● OBJECTIVE:
Rewrite the data from its first line through the line that contains "41 186 L 128", swapping "oak bureau" for "pine dresser" and leaving everything else unchanged. Return only those lines.

-.-.-

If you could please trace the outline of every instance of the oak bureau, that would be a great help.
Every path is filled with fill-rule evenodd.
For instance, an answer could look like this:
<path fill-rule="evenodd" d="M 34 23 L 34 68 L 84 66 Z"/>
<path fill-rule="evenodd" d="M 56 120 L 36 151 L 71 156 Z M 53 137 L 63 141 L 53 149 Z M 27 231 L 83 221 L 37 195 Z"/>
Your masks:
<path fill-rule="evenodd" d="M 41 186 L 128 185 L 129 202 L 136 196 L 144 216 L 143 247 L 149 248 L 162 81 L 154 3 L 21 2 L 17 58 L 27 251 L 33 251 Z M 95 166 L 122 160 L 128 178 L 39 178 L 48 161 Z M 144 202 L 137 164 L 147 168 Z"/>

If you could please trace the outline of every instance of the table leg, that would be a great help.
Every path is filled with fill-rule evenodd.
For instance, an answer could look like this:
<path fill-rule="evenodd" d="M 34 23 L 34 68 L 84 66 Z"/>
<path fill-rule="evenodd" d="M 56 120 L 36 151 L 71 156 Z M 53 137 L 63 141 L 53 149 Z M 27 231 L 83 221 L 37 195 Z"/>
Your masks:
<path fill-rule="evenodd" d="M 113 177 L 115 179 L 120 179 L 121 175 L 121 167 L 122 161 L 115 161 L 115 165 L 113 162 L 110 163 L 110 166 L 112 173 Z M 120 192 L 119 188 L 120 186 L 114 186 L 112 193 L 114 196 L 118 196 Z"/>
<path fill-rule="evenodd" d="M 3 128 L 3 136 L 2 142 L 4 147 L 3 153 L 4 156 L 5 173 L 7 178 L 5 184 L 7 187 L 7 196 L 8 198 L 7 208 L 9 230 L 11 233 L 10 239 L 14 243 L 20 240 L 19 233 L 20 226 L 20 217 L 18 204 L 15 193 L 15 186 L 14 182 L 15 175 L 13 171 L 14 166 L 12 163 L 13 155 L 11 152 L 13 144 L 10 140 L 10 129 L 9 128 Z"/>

-.-.-

● COMPLETE OUTPUT:
If you could please trace the outline of every instance of the pine dresser, that would be a great help.
Every path is filled with fill-rule evenodd.
For instance, an answer could look like this:
<path fill-rule="evenodd" d="M 34 23 L 34 68 L 84 66 Z"/>
<path fill-rule="evenodd" d="M 56 120 L 36 151 L 71 156 Z M 53 137 L 63 141 L 53 149 Z M 27 231 L 83 221 L 37 195 Z"/>
Your masks:
<path fill-rule="evenodd" d="M 41 186 L 128 185 L 129 202 L 136 196 L 144 216 L 143 247 L 149 248 L 162 81 L 154 3 L 21 2 L 17 58 L 27 251 L 33 251 Z M 95 166 L 122 160 L 128 178 L 39 178 L 48 161 Z M 144 202 L 137 164 L 147 168 Z"/>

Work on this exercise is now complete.